What is being asked:
Can the data below be echoed back word for word?

Stored data entries:
::::

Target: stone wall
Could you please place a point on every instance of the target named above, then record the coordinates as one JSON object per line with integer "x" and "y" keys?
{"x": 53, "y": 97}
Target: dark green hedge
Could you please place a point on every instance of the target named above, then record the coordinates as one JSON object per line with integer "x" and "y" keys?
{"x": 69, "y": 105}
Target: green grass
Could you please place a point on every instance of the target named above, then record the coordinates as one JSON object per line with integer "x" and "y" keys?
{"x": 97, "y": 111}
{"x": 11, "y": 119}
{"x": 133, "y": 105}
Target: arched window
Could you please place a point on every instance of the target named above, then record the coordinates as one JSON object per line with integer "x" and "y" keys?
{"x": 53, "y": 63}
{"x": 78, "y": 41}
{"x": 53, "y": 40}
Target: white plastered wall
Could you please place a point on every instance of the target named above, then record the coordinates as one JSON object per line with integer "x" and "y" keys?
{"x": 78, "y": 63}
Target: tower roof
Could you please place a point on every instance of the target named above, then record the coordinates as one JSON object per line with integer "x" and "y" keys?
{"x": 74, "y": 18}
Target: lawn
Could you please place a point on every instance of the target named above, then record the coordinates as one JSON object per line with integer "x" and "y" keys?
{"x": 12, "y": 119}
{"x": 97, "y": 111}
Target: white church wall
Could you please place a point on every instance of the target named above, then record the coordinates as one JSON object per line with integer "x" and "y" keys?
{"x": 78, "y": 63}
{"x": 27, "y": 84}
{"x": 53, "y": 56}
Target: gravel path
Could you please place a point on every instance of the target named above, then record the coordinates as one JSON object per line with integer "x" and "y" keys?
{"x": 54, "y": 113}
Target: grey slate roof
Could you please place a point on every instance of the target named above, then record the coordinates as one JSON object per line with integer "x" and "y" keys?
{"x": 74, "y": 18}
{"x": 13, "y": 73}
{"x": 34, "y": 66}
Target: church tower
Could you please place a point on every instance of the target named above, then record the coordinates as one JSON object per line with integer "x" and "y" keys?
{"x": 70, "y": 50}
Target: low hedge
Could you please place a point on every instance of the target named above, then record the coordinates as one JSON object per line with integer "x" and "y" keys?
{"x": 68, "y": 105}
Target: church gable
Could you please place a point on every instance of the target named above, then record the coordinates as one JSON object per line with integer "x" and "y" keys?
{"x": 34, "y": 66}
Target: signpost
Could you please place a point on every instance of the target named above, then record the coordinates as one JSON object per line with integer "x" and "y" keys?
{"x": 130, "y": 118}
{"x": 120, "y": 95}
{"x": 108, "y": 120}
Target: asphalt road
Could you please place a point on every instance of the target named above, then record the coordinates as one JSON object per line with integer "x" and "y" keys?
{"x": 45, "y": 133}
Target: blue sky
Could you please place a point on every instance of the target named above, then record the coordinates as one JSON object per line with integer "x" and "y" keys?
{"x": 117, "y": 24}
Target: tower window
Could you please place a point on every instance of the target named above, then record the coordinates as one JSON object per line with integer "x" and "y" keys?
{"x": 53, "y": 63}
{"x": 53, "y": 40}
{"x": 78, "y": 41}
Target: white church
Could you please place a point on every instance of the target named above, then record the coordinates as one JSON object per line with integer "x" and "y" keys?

::::

Solution to the problem:
Target: stone wall
Could you please place a point on every instance of the target named above, then record the coordinates as one JSON object per line with integer "x" and "y" keys?
{"x": 53, "y": 97}
Target: dark green hedge
Could you please place a point on every instance of the target named above, then record the coordinates as one JSON object per line with integer "x" and "y" keys?
{"x": 69, "y": 105}
Target: green grass
Could you please place a point on every instance of the target named above, then record the coordinates as one JSON object per line with integer "x" and "y" keys?
{"x": 97, "y": 111}
{"x": 11, "y": 119}
{"x": 133, "y": 105}
Target: arched window
Could you please place a point on every instance of the target named above, then record the coordinates as one JSON object per line with integer "x" and "y" keys?
{"x": 53, "y": 63}
{"x": 78, "y": 41}
{"x": 53, "y": 40}
Target: white plastered wall
Could you please place a point on every instance of the target named above, then record the coordinates as one JSON object per line with integer "x" and "y" keys?
{"x": 78, "y": 63}
Target: tower roof
Could you please place a point on every instance of the target named above, then record the coordinates as one JSON object per line with integer "x" and "y" keys?
{"x": 74, "y": 18}
Target: lawn
Could you please place a point on every instance of the target named above, then record the coordinates as one JSON object per line with integer "x" and "y" keys?
{"x": 12, "y": 119}
{"x": 97, "y": 111}
Target: white church wall
Could you please place a point on every instance of the target named above, then record the coordinates as one JSON object per line with integer "x" and "y" keys?
{"x": 78, "y": 63}
{"x": 27, "y": 84}
{"x": 53, "y": 56}
Target: gravel path
Could you please place a point on every instance of the target named above, then record the coordinates as one JSON object per line with integer "x" and "y" keys?
{"x": 54, "y": 113}
Target: grey slate roof
Could you please place a point on every instance of the target named above, then record the coordinates as one JSON object per line with integer "x" and "y" keys?
{"x": 74, "y": 18}
{"x": 13, "y": 73}
{"x": 34, "y": 66}
Target: church tower
Could you please place a point on every instance of the target named above, then record the coordinates as one JSON object per line with integer "x" and "y" keys?
{"x": 70, "y": 50}
Target: low hedge
Could you please place a point on every instance of the target named above, then record the coordinates as one JSON object per line with integer "x" and "y" keys?
{"x": 68, "y": 105}
Target: church gable
Could you please place a point on every instance of the target named above, then record the coordinates as one JSON object per line with integer "x" and "y" keys?
{"x": 34, "y": 66}
Target: signpost
Could you please place a point on every instance of the target named above, then record the coordinates as one JSON object per line with integer "x" and "y" keys?
{"x": 130, "y": 118}
{"x": 120, "y": 95}
{"x": 108, "y": 120}
Target: asphalt road
Could you please place a point on every instance of the target named above, then record the coordinates as one JSON object per line with integer "x" and "y" keys?
{"x": 45, "y": 133}
Target: blue sky
Could you please place a point on every instance of the target named above, then record the coordinates as one JSON object per line with integer "x" and "y" keys?
{"x": 117, "y": 24}
Target: tower window
Could you please place a point on every instance of the target named above, then record the coordinates as one JSON object per line with integer "x" and "y" keys?
{"x": 53, "y": 63}
{"x": 53, "y": 40}
{"x": 78, "y": 41}
Target: white church
Could you please place a point on every instance of the target named above, then record the coordinates as one JSON object per line with integer "x" and "y" keys?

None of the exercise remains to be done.